Provided passage:
------------------------------------------------
Hello, and welcome to the Annual General and Special Meeting of Shareholders of Perpetua Resources Corp. Please note that today's meeting is being recorded. If you participate in today's meeting and disclose personal information, you will be deemed to consent to the recording, transfer, and use of same. If you disclose personal information of another person in today's meeting, you'll be deemed to represent and warrant to Computershare and the corporation that you first obtained all required consents for the disclosure, recording, transfer, and use of such personal information from all appropriate persons before your disclosure. During the meeting, we'll have a Q&A session. You can submit questions or comments any time by clicking on the Q&A icon. It's now my pleasure to turn today's meeting over to Marcelo Kim. The floor is yours.

Marcelo Kim
Chair of the Board, Perpetua Resources Corp.

Good afternoon, ladies and gentlemen, and welcome to the Perpetua Resources Corp., Annual General and Special Meeting of Shareholders. My name is Marcelo Kim, and I'm the Chair of the Board. I'm speaking to you from New York. With me at the respective locations in Boise, Idaho and Vancouver, Canada are Laurel Sayer, our President and CEO, and Terese Giesselman, our Corporate Secretary.

Laurel Sayer
President and CEO, Perpetua Resources Corp.

Hello, everyone, and thank you for being here today. I look forward to providing an update on the company at the end of the meeting.

Terese Giesselman
Corporate Secretary, Perpetua Resources Corp.
------------------------------------------------
Material provided:

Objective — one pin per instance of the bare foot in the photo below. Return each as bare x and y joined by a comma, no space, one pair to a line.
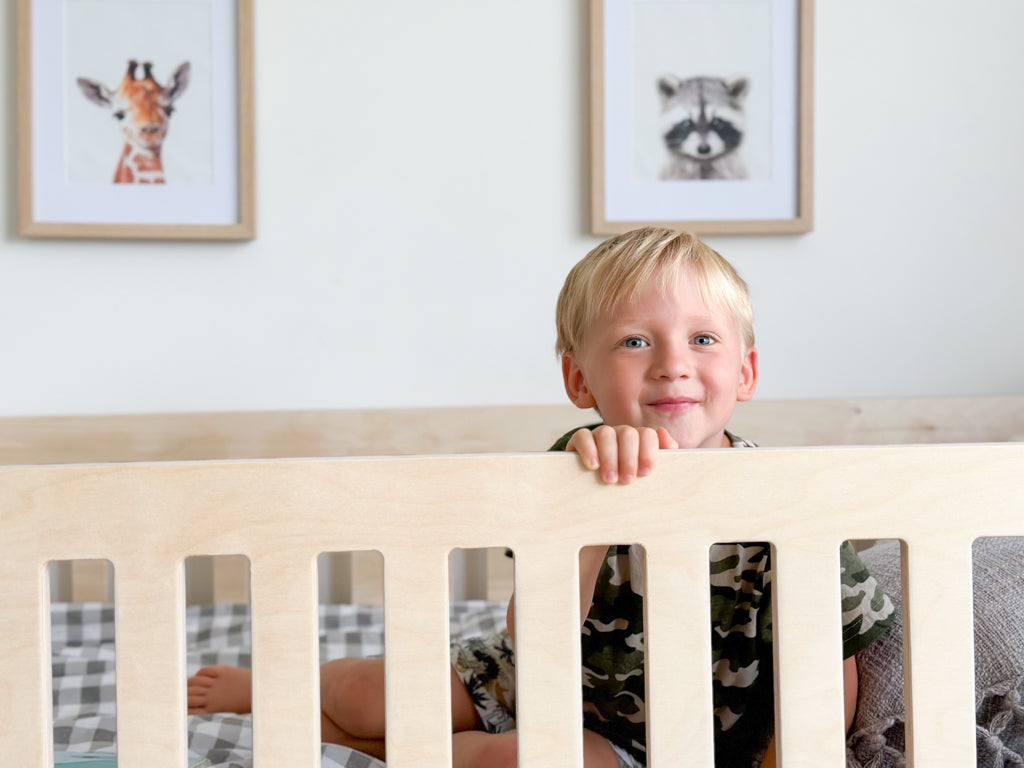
220,689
------------------------------------------------
Task set:
1. Answer these from the meeting transcript:
(a) From what city is Marcelo Kim speaking?
(b) What title does Terese Giesselman hold?
(c) How can attendees submit questions or comments during the meeting?
2. Rewrite the meeting transcript from "Good afternoon, ladies" up to and including "Secretary, Perpetua Resources Corp.", changing "ladies and gentlemen" to "everyone".

Exercise answers:
1.
(a) New York
(b) Corporate Secretary
(c) By clicking on the Q&A icon

2.
Good afternoon, everyone, and welcome to the Perpetua Resources Corp., Annual General and Special Meeting of Shareholders. My name is Marcelo Kim, and I'm the Chair of the Board. I'm speaking to you from New York. With me at the respective locations in Boise, Idaho and Vancouver, Canada are Laurel Sayer, our President and CEO, and Terese Giesselman, our Corporate Secretary.

Laurel Sayer
President and CEO, Perpetua Resources Corp.

Hello, everyone, and thank you for being here today. I look forward to providing an update on the company at the end of the meeting.

Terese Giesselman
Corporate Secretary, Perpetua Resources Corp.